| Requisitos de la tarea |
Transcribe literalmente los datos a partir de la línea que contiene "The response SHOULD carry one point per instance of the small" y hasta la última línea, ambas incluidas.

◆ ◆ ◆ ◆

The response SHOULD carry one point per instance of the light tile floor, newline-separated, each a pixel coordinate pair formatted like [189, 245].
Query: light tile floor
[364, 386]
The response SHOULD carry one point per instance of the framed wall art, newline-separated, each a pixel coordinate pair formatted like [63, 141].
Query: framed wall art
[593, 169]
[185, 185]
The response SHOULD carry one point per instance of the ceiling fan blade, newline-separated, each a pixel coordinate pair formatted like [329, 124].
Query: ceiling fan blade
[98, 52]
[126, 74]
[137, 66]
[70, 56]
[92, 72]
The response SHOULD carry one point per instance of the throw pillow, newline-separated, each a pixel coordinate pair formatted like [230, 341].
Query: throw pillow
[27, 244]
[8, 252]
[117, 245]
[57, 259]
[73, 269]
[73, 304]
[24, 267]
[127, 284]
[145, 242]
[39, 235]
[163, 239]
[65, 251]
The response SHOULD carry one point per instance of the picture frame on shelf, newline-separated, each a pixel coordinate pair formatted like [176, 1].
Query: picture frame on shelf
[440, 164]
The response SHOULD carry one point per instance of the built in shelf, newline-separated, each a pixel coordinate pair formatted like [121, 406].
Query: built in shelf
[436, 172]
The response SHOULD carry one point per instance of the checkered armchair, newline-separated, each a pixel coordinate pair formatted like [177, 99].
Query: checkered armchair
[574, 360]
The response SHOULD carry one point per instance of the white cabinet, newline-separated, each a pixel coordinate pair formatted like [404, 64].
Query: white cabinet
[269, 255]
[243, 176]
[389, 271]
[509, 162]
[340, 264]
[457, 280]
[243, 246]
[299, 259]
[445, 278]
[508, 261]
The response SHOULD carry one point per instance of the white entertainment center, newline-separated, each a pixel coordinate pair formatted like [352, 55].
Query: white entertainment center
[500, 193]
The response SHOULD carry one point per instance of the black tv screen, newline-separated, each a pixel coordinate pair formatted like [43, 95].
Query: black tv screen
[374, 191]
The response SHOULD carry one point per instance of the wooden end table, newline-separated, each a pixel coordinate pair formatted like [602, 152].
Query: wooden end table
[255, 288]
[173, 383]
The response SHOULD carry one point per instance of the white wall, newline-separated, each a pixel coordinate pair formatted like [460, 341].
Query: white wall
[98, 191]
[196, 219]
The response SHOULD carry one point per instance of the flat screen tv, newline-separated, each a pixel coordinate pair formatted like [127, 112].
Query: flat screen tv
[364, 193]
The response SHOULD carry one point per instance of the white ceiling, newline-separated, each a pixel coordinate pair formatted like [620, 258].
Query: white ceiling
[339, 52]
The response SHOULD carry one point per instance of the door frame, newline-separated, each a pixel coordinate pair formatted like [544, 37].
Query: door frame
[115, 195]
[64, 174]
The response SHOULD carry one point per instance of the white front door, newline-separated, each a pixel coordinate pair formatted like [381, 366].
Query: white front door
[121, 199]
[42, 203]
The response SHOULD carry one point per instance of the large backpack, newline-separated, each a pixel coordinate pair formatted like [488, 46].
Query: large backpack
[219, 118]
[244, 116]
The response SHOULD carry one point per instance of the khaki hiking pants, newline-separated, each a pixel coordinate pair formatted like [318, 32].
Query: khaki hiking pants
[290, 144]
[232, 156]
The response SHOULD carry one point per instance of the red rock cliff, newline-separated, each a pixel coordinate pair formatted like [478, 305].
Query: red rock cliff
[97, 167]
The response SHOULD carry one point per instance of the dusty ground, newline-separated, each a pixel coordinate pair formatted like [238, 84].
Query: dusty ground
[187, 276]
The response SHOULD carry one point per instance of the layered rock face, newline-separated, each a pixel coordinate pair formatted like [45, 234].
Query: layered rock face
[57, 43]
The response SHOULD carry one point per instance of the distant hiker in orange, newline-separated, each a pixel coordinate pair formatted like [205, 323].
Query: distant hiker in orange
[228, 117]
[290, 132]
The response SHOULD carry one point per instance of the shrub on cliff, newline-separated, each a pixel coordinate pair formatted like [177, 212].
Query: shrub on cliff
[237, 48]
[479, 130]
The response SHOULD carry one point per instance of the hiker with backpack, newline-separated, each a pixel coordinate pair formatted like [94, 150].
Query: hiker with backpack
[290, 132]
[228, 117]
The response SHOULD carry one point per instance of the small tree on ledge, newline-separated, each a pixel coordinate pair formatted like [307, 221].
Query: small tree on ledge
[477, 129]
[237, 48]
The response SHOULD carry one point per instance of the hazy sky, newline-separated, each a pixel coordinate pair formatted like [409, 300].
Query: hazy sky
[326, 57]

◆ ◆ ◆ ◆

| Resultado del ejercicio |
The response SHOULD carry one point per instance of the small tree on ledge, newline-separated, each a pixel coordinate pair formatted like [307, 221].
Query: small tree on ledge
[477, 129]
[237, 48]
The response SHOULD carry one point per instance of the hazy sky, newline-separated, each a pixel coordinate pair formatted like [409, 300].
Query: hazy sky
[326, 57]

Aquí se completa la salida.